> _EXERCISE BRIEF_: This exercise needs the complete data reproduced exactly.
═══ MATERIAL FOR THIS TASK ═══
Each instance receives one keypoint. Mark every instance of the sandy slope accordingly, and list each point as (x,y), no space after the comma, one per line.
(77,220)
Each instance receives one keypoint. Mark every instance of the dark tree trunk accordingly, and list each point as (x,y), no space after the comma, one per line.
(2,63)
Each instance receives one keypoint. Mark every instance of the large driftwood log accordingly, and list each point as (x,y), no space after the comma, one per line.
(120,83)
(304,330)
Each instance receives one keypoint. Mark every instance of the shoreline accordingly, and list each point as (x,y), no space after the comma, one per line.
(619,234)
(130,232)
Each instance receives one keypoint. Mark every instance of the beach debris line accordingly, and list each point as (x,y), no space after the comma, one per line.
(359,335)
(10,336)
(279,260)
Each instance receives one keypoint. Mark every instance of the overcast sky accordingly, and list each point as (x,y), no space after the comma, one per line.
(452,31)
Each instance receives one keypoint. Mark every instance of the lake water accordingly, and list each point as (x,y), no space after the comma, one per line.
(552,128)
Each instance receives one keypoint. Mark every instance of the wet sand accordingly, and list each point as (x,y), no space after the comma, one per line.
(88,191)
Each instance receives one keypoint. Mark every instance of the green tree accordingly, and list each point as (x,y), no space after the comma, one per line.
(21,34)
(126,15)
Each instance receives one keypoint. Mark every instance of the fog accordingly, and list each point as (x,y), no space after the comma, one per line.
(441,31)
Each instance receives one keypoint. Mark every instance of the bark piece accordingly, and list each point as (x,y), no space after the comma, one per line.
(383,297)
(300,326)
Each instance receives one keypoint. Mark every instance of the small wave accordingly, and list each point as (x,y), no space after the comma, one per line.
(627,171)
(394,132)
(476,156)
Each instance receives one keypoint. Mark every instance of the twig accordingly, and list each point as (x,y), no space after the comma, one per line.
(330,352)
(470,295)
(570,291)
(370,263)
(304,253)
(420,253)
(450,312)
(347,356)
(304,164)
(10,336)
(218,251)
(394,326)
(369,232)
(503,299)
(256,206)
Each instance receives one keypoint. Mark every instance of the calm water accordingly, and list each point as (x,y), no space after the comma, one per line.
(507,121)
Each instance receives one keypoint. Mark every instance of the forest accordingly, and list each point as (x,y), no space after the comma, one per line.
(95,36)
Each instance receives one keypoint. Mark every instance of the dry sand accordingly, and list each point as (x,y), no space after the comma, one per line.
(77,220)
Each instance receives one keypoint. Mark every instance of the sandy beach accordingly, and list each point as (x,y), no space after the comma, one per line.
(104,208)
═══
> _TASK SOLUTION_:
Each instance receives one keypoint. Mark every instance of the sandy slope accordingly, and list each point as (x,y), no space after the comma, one per line.
(77,220)
Each instance receives one keypoint. Mark every instance of the dark tree trunk accordingly, and list each point as (x,y), no space after the comma, one per line.
(2,63)
Each instance receives one keypoint. Mark every instance of the large driftwood log accordingly, and list each point as (x,y), no space after the comma, one per line.
(120,83)
(304,330)
Each instance receives one keypoint. Mark every instance of the shoreline accordingly, and list each point as (x,y), no space after the comma, one per line.
(619,234)
(130,232)
Each instance receives one keypoint. Mark every instance of the beach debris line accordingly, and list each point as (x,y), no space after the comma, one per line.
(359,335)
(10,336)
(279,260)
Each instance receives one keypoint. Mark every instance of the overcast sky accordingly, and list each point as (x,y), no space after the comma, one per line.
(452,31)
Each instance receives one keypoint. Mark every instance of the lake water accordingly, and list each point as (x,y), no space after the comma, one per line.
(552,128)
Each instance receives one keypoint. Mark every instance of the wet sand accordingly, and list each point as (x,y), no space after the comma, one per line.
(88,191)
Each instance receives one keypoint. Mark every instance of the green tree accordingly, and list each point as (x,y), no space after the comma, one per line.
(21,34)
(126,15)
Each instance receives one keypoint. Mark every instance of the fog accordingly, and list each point as (x,y), no space after the comma, one per line.
(441,31)
Each instance receives one keypoint. Mark every instance of the bark piece accordingly, and list each point as (x,y), no space after the comma, one per line.
(383,297)
(300,326)
Each instance receives one keypoint. Mark every instance of the small wave accordingly, and list each point as (x,y), no space after the comma, one per line.
(627,171)
(394,132)
(476,156)
Each instance receives one keypoint. Mark every instance of the twig accordingly, and list each point as (x,y), no space after the comma, one per line.
(330,352)
(470,295)
(570,291)
(370,263)
(304,253)
(420,253)
(450,312)
(347,356)
(304,164)
(10,336)
(218,251)
(394,326)
(369,232)
(503,299)
(256,206)
Each instance receives one keypoint. Mark every instance of the calm water accordingly, and list each point as (x,y), no space after the comma, one per line.
(507,121)
Each instance receives one keypoint. Mark every instance of the forest accordingly, and list each point as (x,y), no space after the comma, one per line.
(95,36)
Each instance receives one keypoint. Mark every instance of the dry sand accordingly, and list each point as (x,y), no space after the comma, one per line.
(77,220)
Each instance receives one keypoint. Mark every instance of the sandy beach accordingly, and list each point as (x,y), no space after the comma, one per line.
(104,208)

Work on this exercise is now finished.